#### Goal
Find every line below that contains the word "coat" and copy each one out in full.

#### Exercise materials
(begin)

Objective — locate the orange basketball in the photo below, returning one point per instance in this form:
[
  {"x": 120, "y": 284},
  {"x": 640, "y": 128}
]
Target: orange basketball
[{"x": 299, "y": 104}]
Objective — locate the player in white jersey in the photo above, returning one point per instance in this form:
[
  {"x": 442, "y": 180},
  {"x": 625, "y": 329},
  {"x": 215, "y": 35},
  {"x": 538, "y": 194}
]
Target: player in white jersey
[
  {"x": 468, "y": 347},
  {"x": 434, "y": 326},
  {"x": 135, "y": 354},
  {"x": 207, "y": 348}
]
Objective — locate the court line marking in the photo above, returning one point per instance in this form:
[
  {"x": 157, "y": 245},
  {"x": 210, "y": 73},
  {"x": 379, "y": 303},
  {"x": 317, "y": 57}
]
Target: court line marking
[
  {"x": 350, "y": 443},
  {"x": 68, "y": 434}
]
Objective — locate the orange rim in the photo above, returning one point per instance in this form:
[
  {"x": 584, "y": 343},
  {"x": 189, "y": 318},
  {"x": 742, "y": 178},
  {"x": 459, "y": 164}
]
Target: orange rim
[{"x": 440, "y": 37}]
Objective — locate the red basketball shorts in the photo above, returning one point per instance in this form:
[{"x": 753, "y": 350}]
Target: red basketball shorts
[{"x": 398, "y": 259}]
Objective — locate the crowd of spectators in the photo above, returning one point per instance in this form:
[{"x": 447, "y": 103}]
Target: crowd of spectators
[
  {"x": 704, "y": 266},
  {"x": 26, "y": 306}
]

(end)
(begin)

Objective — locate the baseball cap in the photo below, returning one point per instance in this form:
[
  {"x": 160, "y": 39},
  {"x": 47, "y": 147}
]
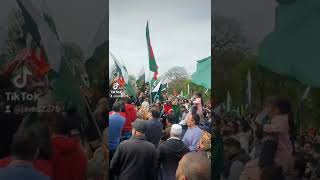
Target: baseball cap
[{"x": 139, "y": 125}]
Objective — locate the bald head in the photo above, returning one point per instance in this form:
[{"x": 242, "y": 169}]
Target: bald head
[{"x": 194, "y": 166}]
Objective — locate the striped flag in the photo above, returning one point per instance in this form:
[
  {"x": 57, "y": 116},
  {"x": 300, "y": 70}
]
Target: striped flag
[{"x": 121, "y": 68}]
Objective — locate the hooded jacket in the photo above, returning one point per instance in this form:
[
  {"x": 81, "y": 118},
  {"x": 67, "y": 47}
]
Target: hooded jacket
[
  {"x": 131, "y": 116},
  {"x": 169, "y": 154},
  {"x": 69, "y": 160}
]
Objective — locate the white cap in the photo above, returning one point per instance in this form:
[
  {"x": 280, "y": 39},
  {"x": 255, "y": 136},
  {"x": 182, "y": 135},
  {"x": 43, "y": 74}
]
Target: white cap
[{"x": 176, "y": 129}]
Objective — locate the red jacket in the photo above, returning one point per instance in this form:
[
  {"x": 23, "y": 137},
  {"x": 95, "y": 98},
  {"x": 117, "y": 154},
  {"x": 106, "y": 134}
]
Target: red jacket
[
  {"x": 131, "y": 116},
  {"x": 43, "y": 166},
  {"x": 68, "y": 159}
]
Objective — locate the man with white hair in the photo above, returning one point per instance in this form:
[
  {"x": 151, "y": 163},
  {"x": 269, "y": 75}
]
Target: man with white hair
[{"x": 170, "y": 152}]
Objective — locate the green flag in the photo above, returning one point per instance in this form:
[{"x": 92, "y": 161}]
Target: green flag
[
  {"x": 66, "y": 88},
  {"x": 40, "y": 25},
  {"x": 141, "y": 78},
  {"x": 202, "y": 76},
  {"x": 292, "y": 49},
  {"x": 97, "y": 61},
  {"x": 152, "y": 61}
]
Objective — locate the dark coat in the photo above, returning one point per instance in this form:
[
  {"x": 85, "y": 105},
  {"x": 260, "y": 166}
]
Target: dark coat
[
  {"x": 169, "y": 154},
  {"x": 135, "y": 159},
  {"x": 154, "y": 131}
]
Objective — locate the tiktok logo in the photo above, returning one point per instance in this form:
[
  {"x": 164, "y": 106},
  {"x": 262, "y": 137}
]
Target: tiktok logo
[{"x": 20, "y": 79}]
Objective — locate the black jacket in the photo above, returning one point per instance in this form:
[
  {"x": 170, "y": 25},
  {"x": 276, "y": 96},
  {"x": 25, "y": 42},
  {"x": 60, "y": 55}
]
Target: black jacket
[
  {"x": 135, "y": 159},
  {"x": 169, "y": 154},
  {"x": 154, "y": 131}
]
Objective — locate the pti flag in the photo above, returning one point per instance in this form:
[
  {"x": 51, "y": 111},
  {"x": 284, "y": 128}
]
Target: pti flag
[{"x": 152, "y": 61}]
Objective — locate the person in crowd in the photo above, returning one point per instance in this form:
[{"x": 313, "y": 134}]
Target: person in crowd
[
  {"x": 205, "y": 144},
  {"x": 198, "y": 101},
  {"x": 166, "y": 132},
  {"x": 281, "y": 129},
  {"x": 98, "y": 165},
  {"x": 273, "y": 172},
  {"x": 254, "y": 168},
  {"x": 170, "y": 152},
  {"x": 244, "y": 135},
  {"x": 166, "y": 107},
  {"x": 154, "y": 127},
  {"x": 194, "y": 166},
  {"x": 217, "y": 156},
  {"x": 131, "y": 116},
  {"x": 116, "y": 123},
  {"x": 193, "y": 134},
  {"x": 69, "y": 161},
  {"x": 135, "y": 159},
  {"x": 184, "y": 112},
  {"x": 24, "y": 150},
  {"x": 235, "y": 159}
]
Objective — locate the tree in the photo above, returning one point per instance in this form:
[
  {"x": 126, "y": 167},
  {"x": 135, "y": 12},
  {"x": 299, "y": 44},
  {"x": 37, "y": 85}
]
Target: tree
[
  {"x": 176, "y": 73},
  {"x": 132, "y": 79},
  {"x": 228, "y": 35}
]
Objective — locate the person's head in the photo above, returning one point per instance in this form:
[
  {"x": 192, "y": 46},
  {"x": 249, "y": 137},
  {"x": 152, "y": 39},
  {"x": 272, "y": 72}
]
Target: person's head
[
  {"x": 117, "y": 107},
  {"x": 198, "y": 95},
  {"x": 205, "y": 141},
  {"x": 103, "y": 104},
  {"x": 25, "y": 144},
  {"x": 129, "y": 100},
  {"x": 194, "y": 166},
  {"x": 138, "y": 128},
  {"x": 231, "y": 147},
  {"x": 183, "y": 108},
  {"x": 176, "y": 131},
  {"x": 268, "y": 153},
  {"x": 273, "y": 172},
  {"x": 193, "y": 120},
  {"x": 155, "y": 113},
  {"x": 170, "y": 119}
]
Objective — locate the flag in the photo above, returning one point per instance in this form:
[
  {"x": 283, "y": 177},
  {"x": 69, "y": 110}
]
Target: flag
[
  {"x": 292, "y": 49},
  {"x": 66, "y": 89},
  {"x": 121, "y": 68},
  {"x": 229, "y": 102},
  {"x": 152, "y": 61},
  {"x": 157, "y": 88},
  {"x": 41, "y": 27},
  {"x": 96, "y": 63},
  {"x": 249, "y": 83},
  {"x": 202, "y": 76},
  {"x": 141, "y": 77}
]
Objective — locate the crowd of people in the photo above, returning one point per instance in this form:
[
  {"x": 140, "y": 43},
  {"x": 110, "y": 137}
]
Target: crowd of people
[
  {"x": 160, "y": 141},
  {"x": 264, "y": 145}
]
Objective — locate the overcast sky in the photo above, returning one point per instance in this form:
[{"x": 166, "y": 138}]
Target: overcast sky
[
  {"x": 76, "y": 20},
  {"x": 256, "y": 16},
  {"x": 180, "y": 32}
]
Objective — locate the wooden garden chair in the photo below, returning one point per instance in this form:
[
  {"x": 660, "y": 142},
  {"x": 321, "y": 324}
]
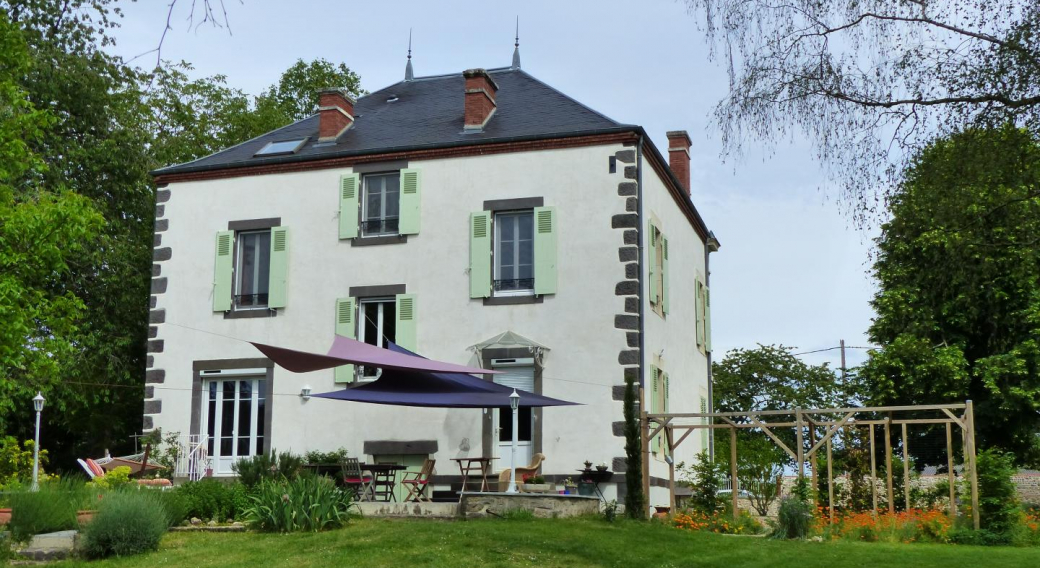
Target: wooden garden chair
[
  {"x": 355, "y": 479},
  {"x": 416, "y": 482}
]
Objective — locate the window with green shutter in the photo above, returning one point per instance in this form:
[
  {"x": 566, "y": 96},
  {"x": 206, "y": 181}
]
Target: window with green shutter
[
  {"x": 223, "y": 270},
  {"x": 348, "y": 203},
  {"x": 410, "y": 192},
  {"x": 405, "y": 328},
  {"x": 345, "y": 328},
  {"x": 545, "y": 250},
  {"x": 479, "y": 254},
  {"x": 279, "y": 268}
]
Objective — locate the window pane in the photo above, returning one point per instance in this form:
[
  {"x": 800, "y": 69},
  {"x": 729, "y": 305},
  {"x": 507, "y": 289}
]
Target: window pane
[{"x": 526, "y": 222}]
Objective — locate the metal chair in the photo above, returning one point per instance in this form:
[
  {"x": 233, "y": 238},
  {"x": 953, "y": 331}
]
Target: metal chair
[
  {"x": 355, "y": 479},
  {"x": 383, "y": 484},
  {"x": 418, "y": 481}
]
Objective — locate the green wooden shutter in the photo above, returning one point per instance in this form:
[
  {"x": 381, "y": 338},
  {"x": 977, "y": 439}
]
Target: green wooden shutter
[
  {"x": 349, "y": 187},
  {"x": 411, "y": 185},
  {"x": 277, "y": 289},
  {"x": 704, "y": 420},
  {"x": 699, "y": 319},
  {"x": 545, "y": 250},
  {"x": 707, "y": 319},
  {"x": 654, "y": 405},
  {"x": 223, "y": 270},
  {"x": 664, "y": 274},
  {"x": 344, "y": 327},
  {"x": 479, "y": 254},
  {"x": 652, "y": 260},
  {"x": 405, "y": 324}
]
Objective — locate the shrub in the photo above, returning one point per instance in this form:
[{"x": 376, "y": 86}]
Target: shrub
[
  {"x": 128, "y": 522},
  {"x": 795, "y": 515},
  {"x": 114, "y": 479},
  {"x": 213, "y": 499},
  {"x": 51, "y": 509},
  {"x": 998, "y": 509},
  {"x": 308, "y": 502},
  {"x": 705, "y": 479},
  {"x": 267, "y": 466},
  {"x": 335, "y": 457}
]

(end)

#### Correct answer
Objective — locate the dark coat in the photo above, returning one point per instance in this form:
Target: dark coat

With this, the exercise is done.